◆ **Problem description**
Rewrite the lines from the one containing "locate the curly" through the one containing "427, 217, 501, 277", putting "pixel coordinates" wherever "pixel values" appears and leaving everything else unchanged.

[Records from a dataset]
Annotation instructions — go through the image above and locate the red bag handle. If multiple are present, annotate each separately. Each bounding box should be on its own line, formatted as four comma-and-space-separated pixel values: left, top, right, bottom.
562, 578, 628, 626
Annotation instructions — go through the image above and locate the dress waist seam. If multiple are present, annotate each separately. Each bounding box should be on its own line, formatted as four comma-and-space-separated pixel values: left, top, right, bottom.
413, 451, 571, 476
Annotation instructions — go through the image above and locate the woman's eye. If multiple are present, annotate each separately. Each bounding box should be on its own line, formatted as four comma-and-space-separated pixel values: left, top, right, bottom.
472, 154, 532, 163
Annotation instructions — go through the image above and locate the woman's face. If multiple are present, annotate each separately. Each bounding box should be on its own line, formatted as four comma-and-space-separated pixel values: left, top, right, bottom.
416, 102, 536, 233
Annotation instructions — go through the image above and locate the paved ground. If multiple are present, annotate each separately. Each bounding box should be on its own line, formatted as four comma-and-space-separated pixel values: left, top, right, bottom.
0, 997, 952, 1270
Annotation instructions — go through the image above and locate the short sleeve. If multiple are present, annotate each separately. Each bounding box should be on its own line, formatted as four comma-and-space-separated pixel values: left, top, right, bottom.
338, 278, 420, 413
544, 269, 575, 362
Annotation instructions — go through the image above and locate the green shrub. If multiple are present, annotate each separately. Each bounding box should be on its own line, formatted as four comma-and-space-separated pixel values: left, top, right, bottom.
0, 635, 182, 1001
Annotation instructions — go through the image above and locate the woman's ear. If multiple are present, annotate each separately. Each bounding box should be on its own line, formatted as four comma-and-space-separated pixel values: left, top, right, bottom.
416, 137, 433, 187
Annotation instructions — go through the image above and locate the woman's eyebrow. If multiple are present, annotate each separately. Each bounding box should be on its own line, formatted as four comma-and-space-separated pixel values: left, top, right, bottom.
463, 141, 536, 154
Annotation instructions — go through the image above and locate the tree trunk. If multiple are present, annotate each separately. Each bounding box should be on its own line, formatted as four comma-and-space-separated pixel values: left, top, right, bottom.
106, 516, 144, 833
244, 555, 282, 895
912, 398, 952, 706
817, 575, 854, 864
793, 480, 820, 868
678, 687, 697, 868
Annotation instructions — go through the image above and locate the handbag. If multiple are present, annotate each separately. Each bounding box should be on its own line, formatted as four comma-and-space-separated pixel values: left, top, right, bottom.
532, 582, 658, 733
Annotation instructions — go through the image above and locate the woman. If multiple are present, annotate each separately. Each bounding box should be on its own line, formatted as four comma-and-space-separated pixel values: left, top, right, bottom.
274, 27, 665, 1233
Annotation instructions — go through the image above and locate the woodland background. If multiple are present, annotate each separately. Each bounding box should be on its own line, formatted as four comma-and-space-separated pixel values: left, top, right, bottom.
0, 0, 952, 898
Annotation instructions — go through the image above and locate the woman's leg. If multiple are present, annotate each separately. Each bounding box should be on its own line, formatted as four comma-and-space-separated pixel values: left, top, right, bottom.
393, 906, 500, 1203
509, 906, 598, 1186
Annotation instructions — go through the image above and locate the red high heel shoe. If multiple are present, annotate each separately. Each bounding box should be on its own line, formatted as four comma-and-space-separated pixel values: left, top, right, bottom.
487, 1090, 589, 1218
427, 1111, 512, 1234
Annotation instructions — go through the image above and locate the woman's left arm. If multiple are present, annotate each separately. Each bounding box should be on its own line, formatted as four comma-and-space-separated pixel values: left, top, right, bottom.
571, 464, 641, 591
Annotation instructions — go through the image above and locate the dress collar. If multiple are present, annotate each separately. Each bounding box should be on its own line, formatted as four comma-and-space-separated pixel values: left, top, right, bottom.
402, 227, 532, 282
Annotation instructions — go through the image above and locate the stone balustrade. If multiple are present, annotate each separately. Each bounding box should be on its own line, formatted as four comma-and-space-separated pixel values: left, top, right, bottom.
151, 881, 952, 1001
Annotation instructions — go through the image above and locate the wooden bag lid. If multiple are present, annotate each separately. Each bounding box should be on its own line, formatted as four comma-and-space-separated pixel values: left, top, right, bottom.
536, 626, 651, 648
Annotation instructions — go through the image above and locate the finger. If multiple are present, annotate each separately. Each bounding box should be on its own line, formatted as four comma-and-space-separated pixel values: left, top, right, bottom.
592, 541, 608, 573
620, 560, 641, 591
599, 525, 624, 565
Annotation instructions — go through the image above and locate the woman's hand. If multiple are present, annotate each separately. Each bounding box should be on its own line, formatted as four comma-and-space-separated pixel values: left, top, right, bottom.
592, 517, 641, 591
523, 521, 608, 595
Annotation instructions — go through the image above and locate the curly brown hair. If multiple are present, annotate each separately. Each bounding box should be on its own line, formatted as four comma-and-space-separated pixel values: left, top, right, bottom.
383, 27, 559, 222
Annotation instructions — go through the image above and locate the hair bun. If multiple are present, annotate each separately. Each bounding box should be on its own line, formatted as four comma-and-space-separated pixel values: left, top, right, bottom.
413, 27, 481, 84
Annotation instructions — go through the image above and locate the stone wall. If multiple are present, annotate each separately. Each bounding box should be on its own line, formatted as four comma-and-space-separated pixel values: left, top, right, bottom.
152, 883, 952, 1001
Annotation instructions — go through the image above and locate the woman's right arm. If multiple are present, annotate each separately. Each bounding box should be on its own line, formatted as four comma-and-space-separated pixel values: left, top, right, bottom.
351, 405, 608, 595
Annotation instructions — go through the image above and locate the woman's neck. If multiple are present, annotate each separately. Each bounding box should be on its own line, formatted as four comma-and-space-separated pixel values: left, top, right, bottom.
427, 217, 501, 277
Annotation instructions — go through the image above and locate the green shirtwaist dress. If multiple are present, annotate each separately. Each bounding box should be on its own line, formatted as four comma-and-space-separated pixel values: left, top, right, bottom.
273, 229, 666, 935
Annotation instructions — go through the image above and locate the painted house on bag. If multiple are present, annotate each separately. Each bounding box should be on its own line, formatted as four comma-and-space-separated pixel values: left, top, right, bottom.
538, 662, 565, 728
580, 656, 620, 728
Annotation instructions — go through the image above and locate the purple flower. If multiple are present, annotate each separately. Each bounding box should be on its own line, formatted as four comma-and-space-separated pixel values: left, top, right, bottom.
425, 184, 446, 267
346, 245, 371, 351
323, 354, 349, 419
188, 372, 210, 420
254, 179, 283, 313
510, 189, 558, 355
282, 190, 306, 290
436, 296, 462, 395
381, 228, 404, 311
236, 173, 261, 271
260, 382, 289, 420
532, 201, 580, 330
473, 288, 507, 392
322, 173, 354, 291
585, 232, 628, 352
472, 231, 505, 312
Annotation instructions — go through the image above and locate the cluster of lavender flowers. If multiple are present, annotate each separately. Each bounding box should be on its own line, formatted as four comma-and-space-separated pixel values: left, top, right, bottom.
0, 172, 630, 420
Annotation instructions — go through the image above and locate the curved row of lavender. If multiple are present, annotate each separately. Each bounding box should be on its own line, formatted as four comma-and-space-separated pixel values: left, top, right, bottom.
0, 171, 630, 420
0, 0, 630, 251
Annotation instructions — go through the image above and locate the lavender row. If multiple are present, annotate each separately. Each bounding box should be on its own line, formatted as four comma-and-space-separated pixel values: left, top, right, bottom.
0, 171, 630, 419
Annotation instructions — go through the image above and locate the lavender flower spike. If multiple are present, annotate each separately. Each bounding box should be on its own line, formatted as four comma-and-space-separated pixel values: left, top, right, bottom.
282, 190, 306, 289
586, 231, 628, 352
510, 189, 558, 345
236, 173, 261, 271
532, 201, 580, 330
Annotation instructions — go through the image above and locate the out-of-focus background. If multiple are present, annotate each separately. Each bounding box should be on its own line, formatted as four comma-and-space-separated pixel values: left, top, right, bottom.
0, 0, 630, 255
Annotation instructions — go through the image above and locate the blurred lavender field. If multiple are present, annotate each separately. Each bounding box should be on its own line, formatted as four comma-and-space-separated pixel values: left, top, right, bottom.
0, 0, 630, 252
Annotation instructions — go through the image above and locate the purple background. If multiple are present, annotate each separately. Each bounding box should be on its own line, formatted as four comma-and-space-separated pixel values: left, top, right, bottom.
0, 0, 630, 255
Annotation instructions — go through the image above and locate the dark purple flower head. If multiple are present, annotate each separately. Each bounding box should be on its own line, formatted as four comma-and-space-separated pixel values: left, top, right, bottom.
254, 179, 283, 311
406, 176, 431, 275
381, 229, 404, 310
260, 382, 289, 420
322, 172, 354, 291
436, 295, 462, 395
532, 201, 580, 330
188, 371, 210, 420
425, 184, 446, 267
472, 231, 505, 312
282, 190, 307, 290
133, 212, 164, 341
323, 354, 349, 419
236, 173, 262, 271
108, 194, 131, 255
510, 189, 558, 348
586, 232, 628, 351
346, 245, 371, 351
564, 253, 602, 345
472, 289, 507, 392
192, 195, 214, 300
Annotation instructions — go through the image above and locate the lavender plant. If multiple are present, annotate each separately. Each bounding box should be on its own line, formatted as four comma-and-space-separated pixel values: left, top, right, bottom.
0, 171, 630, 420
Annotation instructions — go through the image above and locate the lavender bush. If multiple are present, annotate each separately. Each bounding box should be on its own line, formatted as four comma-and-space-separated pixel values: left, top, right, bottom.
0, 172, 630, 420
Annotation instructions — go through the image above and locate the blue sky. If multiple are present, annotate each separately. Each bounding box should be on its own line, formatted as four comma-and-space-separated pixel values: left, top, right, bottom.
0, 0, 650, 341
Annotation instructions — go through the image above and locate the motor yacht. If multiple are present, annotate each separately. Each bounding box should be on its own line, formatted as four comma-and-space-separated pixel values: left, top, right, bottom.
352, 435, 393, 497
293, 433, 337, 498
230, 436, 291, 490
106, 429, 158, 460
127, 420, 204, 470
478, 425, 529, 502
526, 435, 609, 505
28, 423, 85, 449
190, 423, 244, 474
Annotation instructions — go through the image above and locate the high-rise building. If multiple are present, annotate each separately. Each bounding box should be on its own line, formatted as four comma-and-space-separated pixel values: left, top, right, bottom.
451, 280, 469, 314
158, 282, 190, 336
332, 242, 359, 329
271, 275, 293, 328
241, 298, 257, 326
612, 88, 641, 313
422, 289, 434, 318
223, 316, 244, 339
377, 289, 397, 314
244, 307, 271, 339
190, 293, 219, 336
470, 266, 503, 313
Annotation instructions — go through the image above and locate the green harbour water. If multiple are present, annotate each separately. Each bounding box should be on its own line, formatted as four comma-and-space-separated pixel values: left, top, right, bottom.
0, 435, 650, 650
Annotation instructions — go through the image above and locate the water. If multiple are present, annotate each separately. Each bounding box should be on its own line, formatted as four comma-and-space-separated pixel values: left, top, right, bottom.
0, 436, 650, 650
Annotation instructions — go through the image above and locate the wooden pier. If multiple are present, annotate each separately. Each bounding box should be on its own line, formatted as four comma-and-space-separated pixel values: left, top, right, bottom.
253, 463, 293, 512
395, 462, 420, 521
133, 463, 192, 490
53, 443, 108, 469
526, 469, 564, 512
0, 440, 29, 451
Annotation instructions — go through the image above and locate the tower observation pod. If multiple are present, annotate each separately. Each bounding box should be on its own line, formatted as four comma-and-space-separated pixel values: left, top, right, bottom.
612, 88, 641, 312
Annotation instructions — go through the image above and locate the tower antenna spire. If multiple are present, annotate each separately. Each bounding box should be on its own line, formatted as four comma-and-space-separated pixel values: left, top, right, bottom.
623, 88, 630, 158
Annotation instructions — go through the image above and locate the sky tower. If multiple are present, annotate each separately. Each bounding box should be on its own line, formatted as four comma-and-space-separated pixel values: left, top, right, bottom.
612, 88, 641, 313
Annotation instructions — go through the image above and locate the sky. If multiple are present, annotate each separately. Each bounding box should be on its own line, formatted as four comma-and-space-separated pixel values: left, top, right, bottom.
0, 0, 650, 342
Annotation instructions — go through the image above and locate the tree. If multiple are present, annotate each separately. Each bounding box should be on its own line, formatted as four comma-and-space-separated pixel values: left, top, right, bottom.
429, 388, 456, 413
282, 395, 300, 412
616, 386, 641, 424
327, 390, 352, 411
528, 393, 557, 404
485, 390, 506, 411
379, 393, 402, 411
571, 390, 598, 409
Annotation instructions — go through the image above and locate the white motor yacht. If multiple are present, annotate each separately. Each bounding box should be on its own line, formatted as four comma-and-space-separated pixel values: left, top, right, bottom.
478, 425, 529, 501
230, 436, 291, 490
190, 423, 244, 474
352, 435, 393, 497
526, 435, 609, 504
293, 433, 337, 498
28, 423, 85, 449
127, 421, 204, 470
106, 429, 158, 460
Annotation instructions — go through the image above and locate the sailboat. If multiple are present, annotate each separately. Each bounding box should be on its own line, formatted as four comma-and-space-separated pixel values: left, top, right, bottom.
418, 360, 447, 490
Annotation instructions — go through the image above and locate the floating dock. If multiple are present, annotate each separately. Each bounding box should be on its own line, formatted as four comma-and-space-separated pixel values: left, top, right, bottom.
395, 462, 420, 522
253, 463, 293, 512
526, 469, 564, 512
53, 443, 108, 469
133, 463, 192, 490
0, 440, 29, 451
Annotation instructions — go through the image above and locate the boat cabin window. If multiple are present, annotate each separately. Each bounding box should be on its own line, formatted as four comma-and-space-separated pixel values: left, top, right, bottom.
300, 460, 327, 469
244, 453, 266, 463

◆ **Reply**
Annotation instructions — go through the image above and locate the curly brown hair. If multiple are present, annotate each separately. Each bounding box should be on its own line, formatted as four comma-and-space-separated pixel coordinates: left, top, right, bottom.
383, 27, 559, 222
Annotation instructions — go through the image above and locate the hair bun. If multiple are present, annotate each separately. Each bounding box should be on its own line, formatted as four comma-and-space-separated pixel coordinates: left, top, right, bottom.
413, 27, 481, 84
Annotation instructions — go through the image above and locate the stone wall. If multiple are present, annotate each separately. Each bounding box should be on its own line, formatted as four comma-and-space-separated pixel coordinates: left, top, right, bottom.
152, 883, 952, 1001
Annotation instructions — go through the image above and locate the woman's right arm. If multiple are present, annotate each separately. Each bounding box should be on its own line, formatted as four comma-and-space-separated pixel coordinates: left, top, right, bottom.
351, 405, 608, 595
Annotation instructions — go through the image above and locate the woman's neck. If multiple are present, annotate each separately. Each bounding box should be on its own line, formatted as four comma-and-space-separated pixel coordinates: left, top, right, bottom.
427, 217, 501, 277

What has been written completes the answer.